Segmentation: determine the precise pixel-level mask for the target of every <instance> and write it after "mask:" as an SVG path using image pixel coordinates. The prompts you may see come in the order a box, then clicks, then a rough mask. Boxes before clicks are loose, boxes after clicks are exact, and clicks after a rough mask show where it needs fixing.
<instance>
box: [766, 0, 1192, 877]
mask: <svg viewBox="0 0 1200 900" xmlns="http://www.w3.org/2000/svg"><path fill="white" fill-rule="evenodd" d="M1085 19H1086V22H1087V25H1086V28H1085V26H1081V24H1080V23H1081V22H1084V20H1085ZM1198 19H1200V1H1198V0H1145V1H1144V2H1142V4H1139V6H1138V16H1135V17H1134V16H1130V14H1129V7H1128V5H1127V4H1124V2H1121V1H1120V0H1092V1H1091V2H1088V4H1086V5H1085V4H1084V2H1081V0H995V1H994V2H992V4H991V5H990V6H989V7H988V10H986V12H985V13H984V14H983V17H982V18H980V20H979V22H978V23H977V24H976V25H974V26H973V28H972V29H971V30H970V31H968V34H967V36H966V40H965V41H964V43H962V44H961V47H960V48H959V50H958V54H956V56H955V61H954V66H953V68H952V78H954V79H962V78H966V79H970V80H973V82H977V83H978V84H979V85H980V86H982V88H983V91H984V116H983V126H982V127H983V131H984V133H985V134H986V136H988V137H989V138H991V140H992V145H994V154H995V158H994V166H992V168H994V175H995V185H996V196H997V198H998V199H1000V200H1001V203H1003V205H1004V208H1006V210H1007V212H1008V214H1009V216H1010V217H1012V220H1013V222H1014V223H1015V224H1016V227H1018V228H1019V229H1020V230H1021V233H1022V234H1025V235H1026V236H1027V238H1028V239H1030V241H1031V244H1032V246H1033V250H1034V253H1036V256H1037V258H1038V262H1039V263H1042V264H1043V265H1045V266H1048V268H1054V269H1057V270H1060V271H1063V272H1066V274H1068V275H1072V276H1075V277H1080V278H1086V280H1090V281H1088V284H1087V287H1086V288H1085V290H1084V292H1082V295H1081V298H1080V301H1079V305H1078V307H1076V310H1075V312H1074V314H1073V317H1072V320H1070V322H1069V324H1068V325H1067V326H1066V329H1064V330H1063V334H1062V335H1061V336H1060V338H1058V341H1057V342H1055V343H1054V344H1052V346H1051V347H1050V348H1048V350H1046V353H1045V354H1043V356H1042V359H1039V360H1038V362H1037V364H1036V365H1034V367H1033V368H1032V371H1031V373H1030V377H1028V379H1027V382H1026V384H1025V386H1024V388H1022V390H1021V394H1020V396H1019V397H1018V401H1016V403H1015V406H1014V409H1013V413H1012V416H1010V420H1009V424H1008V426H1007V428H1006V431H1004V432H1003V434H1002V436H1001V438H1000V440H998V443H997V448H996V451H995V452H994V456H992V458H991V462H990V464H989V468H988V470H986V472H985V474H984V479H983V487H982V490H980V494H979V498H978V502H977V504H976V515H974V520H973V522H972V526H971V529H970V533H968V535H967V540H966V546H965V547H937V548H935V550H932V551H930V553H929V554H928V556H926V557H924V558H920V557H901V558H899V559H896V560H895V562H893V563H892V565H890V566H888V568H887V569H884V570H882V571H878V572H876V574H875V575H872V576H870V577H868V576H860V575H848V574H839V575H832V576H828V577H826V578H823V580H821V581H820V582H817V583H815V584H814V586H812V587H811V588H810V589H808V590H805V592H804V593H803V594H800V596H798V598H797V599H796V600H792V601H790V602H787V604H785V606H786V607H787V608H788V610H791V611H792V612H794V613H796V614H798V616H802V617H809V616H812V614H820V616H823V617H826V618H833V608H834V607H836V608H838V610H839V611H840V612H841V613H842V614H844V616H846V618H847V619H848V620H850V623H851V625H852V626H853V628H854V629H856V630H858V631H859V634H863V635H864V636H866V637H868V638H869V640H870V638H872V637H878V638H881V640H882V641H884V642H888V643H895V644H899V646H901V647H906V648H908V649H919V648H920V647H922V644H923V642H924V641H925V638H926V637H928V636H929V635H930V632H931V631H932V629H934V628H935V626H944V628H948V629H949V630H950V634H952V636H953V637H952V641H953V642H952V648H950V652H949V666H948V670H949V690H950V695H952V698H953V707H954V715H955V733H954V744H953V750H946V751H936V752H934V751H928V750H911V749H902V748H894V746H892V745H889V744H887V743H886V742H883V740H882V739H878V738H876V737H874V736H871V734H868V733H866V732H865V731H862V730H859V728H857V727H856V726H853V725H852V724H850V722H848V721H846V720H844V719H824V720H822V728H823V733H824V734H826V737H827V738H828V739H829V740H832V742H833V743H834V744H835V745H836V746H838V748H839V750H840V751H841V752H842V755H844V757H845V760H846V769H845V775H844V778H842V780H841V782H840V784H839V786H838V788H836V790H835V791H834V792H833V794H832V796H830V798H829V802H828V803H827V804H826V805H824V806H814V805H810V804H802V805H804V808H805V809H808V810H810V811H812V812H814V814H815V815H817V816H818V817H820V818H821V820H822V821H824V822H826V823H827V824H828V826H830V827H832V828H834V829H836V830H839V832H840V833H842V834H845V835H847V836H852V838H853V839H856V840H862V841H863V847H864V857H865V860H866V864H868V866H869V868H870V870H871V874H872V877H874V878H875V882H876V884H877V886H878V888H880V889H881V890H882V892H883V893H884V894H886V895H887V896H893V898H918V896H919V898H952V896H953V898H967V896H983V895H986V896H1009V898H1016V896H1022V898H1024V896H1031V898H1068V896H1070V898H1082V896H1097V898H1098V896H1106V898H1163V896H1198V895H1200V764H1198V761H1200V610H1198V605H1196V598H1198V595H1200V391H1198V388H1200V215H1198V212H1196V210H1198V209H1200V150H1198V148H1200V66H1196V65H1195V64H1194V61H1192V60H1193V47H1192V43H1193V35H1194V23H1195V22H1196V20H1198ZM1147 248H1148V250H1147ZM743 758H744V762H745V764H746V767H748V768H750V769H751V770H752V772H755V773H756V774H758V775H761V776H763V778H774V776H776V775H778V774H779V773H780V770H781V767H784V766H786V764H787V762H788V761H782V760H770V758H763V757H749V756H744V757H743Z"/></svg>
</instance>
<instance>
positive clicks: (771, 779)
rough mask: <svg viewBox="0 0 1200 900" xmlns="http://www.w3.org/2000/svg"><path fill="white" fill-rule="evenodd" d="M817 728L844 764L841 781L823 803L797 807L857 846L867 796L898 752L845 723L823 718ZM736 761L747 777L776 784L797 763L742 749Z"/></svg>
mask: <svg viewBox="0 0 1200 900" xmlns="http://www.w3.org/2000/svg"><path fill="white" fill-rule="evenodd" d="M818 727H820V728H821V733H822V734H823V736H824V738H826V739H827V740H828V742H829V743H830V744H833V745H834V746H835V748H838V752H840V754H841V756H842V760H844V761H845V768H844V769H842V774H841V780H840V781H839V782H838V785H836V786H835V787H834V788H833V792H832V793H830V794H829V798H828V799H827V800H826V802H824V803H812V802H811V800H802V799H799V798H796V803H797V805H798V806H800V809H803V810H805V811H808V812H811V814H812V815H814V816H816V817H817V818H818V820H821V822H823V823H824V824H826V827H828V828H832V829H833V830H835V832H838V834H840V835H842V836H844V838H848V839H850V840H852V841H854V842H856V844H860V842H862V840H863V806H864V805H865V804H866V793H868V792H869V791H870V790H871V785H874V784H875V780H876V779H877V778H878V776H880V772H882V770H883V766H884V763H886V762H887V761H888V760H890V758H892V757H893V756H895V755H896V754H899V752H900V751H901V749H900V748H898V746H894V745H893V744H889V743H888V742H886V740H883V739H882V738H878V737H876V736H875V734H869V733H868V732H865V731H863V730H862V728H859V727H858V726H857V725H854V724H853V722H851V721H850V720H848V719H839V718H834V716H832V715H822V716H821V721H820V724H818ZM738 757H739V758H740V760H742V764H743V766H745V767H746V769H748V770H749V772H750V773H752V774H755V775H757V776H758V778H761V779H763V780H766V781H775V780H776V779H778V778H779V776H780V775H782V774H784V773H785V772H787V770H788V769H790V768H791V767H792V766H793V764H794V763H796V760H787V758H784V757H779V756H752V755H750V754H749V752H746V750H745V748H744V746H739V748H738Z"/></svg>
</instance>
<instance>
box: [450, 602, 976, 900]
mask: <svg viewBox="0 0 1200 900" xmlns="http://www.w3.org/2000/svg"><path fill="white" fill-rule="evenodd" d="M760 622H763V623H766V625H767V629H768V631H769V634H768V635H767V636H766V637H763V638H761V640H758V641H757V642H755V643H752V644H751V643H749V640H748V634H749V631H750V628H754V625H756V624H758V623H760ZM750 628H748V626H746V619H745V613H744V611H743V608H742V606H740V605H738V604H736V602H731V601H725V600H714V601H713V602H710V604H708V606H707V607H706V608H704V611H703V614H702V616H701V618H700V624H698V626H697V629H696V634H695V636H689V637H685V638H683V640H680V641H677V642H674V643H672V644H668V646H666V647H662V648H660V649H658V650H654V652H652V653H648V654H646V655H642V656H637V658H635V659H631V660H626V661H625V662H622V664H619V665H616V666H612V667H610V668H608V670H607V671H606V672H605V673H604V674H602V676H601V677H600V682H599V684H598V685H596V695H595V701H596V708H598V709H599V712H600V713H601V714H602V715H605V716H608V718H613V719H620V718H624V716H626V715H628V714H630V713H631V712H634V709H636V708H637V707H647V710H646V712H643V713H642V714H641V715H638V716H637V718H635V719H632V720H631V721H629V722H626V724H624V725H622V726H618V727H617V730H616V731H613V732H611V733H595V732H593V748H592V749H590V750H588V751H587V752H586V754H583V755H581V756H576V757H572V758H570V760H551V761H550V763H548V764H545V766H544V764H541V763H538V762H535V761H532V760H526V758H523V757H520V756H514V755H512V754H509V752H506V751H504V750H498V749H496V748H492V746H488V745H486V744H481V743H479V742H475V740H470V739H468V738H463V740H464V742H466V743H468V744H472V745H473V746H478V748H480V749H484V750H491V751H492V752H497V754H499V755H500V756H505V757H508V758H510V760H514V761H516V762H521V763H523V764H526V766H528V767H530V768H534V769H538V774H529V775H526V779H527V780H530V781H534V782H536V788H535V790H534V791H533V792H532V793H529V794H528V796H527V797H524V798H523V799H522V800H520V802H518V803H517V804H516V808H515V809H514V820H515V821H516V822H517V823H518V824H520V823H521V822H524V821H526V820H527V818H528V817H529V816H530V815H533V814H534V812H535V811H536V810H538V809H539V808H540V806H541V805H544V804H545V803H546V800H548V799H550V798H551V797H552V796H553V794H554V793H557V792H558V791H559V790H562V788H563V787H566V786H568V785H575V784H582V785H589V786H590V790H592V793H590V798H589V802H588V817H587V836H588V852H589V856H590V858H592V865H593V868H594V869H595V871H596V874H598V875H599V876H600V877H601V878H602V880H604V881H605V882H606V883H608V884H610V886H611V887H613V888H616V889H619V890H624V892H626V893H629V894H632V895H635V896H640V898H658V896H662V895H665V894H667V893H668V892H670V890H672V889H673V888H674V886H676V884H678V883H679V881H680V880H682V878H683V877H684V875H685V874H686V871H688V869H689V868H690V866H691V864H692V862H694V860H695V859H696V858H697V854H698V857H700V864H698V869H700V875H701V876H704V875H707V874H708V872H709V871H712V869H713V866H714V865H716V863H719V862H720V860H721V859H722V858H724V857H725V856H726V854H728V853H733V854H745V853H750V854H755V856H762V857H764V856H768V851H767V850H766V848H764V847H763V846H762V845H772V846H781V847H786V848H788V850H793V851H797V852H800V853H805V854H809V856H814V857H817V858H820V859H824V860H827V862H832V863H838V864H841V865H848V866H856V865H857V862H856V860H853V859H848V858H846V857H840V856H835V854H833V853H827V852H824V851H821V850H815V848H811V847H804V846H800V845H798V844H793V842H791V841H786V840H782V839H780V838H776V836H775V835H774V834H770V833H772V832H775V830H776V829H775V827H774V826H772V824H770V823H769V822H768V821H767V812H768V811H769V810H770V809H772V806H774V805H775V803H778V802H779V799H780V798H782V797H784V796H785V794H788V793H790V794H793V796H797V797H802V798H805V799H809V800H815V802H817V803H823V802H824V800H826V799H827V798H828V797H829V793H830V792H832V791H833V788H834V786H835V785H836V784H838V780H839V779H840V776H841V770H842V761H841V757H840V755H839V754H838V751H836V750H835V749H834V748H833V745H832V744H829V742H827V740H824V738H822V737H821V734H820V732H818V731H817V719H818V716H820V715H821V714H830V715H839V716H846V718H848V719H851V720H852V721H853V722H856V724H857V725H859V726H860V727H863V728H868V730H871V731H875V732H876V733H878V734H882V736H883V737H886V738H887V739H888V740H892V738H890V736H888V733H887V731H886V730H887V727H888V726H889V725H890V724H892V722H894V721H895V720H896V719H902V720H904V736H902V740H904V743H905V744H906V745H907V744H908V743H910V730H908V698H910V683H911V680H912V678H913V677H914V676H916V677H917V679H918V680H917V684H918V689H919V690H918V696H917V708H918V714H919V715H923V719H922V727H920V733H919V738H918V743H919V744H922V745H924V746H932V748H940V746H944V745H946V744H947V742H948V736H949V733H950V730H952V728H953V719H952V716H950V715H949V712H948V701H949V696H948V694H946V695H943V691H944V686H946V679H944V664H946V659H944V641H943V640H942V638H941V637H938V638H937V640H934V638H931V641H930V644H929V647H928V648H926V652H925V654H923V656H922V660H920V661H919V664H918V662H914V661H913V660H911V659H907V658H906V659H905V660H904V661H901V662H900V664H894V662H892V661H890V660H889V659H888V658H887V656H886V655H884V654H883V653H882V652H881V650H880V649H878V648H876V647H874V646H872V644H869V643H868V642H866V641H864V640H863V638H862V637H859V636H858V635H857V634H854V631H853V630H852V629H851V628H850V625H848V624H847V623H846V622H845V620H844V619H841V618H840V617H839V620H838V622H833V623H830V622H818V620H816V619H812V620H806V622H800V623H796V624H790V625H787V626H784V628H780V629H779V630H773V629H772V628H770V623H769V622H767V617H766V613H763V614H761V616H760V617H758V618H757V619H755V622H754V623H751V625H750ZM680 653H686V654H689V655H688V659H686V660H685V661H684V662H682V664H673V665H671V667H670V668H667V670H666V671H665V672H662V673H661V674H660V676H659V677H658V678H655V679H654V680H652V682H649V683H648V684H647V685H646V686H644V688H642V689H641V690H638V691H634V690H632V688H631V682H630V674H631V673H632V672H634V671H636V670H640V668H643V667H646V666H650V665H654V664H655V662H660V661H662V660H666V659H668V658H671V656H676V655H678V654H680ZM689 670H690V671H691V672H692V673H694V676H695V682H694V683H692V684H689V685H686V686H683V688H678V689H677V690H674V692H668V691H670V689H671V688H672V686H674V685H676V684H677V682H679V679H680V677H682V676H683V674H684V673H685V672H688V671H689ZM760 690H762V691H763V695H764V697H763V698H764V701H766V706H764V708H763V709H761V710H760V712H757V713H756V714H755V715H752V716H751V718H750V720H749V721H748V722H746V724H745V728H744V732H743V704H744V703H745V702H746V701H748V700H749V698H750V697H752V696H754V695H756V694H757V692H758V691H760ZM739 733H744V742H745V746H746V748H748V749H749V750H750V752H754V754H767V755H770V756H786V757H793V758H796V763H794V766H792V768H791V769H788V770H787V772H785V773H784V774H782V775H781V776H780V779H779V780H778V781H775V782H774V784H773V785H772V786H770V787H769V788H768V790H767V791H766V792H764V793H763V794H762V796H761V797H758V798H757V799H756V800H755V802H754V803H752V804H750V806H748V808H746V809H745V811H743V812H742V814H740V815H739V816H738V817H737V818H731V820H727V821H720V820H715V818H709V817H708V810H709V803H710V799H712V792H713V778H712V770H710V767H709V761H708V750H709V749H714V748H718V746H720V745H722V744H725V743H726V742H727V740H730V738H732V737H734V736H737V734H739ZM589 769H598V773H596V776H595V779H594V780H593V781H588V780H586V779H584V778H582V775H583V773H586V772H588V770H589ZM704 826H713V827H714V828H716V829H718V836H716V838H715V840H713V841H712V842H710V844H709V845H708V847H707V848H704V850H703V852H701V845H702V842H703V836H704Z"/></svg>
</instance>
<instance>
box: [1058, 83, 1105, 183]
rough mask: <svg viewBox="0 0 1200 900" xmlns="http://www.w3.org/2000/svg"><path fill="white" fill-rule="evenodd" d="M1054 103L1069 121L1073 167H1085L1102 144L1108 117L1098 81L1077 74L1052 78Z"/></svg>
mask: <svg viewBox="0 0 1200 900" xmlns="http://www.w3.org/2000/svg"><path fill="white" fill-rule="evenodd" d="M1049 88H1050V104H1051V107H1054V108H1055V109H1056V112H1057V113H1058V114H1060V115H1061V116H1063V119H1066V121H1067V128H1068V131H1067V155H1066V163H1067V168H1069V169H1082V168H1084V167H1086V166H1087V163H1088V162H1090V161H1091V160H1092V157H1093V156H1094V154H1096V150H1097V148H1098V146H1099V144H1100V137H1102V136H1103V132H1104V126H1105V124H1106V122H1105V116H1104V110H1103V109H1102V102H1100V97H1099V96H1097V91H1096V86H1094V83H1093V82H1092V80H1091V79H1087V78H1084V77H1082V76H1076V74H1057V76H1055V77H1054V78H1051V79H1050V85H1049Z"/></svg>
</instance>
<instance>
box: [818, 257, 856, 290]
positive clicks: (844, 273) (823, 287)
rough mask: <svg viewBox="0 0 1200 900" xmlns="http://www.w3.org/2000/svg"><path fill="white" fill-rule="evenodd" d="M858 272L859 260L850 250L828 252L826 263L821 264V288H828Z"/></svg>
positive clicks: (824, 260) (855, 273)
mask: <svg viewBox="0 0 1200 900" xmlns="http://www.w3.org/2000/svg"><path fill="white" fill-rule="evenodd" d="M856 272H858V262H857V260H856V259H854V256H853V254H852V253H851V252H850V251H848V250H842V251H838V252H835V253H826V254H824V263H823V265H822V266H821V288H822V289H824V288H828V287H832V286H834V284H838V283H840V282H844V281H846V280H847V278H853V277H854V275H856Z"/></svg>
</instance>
####################
Update the stretch of data from the start of the data through the line containing "box: [766, 0, 1192, 877]" by replacing "precise" with "exact" and leaving everything else unchanged. Return only those lines.

*Response below:*
Segmentation: determine the exact pixel-level mask for the target of every <instance> and write it after "mask:" as an SVG path using image pixel coordinates. The prompts you may see come in the order a box, then clicks, then a rough mask. Boxes before clicks are loose, boxes after clicks are exact, and clicks after a rough mask show where it needs fixing.
<instance>
box: [766, 0, 1192, 877]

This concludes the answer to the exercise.